Document passage:
+++
My Lords, I am sorry that I was not here when we had the debate before Christmas on the Committee stage, because I wanted to support my noble friend Lord Inglewood in his views. I have listened with interest to what the noble Lord, Lord Hughes, has said, and I am glad to hear that these matters are under consideration, both in England and in Scotland: that the Commission in Scotland is reviewing marriage laws in regard to runaway marriages, and that this problem is also being considered in England. I do not take quite such a complacent view as the noble Lord, Lord Hughes. He feels that 400 runaway marriages represents a small number. I think it is a large number. I think the noble Lord said 500, of which 400 were runaway marriages.


If the noble Baroness will permit me, I said that for the whole of Scotland 600 runaway marriages, out of a total of 40,000 marriages, was a very small proportion. I agreed that 400 at Gretna out of 500 was a large proportion.


I was thinking in terms of runaway marriages at Gretna, which, as we know, make the headlines in the newspapers, and which we all dislike. I think that 400 is a lot and it is too many. I do not think we should take a complacent view about that, and say merely that, because there were 40,000 marriages in the Kirk, in the register office or in any other reputable manner, that puts the balance on the right side. Of course it puts the balance on the right side; nevertheless, I still think that 400 runaway marriages at Gretna Green is far too many. I believe that it makes a good case for taking stronger line on this matter, and I hope that the noble Lord, Lord Hughes, when he is discussing this matter with the Law Commission, as no doubt he will do, will feel that this is something which should not happen. In the year 1966 it just is not "on" that these things should happen, and that there should be this foolish loophole (if one can have a foolish loophole) concerning marriage ceremonies which is provided in Gretna.

It may be that the Amendment which my noble friend Lord Inglewood has put down does not achieve what he wants, and that what the noble Lord said about the sheriff, and about the small number of marriages in which the sheriff is concerned, puts this out of court. This is a substantial point which I do not dispute. But I feel that the noble Lord should take into account that a great many people in Scotland—I am not by any means the only one—think that this old-fashioned and somewhat "phoney" way of getting married at Gretna should be ended. I hope that he will urge on the Law Commission to take some fairly stringent action as soon as possible, because I think the present situation is altogether unsuitable for our country.

5.20 p.m.


My Lords, I must correct a statement which the noble Baroness has made. There is nothing "phoney" about the ceremonies which take place at Gretna; it is exactly the same type of marriage ceremony as is performed by a registrar anywhere else in Scotland. As the noble Lord, Lord Inglewood, said, unfortunately many people go up to Scotland thinking that they can be married instantly; they think there is instant marriage in Scotland. There is not; they have to wait the fifteen days. The noble Lord's objections were to the difficulties which this caused. In many cases people come up quite unprepared for the wait, which in fact proves to be 22 days when all is taken into account. But I am quite sure I should be rescuing the noble Baroness from some local difficulty if she had to go back and suggest that some sort of illegal marriage was taking place in Gretna.


My Lords, if I have used the wrong word, I withdraw it. I am glad to be corrected by the noble Lord.
+++
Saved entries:
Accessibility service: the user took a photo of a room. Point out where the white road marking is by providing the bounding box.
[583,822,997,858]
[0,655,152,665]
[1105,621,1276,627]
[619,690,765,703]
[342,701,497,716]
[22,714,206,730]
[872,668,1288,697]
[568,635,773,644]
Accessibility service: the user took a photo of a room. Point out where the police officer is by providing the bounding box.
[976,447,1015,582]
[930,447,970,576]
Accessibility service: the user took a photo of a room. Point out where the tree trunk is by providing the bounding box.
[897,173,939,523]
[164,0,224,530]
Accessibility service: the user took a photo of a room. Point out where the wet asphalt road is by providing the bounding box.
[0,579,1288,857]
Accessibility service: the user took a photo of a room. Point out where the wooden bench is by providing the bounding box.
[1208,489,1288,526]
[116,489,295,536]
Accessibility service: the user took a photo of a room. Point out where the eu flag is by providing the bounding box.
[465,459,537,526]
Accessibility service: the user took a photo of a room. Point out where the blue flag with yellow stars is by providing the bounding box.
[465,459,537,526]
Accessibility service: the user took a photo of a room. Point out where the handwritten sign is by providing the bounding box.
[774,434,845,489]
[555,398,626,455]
+++
Required tasks:
1. In the debate on runaway marriages, how many days does the wait prove to be when all is taken into account?
2. Write out the saved entries from the first line through the line containing "[930,447,970,576]", substituting "traffic warden" for "police officer" and changing nothing else.
The saved entries are unrelated to the debate on runaway marriages.

Worked solutions:
1. 22 days.

2.
Accessibility service: the user took a photo of a room. Point out where the white road marking is by providing the bounding box.
[583,822,997,858]
[0,655,152,665]
[1105,621,1276,627]
[619,690,765,703]
[342,701,497,716]
[22,714,206,730]
[872,668,1288,697]
[568,635,773,644]
Accessibility service: the user took a photo of a room. Point out where the traffic warden is by providing the bounding box.
[976,447,1015,582]
[930,447,970,576]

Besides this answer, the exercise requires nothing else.